STATED PROBLEM: Copy out, exactly as given, every line from the line with "Point out the side" to the end of the listing, both of those lines included.

SUPPLIED RECORDS:

────────────────────

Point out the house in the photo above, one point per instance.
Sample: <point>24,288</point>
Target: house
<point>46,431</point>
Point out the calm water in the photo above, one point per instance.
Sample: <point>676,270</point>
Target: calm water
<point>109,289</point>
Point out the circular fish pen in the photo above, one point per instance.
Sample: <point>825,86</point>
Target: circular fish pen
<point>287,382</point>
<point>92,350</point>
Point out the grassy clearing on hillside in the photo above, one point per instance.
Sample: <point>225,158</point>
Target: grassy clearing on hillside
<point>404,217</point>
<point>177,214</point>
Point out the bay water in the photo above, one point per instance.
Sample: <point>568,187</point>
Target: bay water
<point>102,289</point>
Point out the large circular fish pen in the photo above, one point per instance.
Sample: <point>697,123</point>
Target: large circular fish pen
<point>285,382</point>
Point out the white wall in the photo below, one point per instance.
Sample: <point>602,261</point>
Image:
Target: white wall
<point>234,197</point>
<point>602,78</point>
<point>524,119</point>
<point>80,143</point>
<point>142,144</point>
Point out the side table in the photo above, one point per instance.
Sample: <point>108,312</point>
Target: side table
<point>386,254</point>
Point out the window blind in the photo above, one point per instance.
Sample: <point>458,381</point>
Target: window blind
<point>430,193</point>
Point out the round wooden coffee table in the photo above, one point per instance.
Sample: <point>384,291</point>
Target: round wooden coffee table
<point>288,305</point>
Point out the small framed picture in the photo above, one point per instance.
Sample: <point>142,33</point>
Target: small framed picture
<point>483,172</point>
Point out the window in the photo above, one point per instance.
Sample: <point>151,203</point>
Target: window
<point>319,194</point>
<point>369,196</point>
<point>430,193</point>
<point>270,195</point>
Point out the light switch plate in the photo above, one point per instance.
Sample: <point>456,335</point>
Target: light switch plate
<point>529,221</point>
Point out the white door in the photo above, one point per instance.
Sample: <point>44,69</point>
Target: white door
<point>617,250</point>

────────────────────

SOLVED EXERCISE:
Point out the side table in the photo above, one point per instance.
Sample: <point>108,312</point>
Target: side table
<point>386,254</point>
Point out the window blind in the photo above, one point per instance.
Sample: <point>458,381</point>
Target: window blind
<point>430,193</point>
Point out the round wooden coffee table in the photo above, one point per instance.
Sample: <point>384,291</point>
Target: round wooden coffee table
<point>288,305</point>
Point out the small framed picture in the photo above, one point per instance.
Sample: <point>142,33</point>
Target: small framed picture
<point>483,172</point>
Point out the window in the photo above, one point per instance.
Sample: <point>151,203</point>
Target: window
<point>319,194</point>
<point>369,196</point>
<point>430,193</point>
<point>270,195</point>
Point out the light switch plate in the photo above, one point per instance.
Sample: <point>456,335</point>
Target: light switch plate
<point>529,221</point>
Point out the white door in the photo above, one point per instance.
Sample: <point>44,69</point>
Target: white door
<point>617,250</point>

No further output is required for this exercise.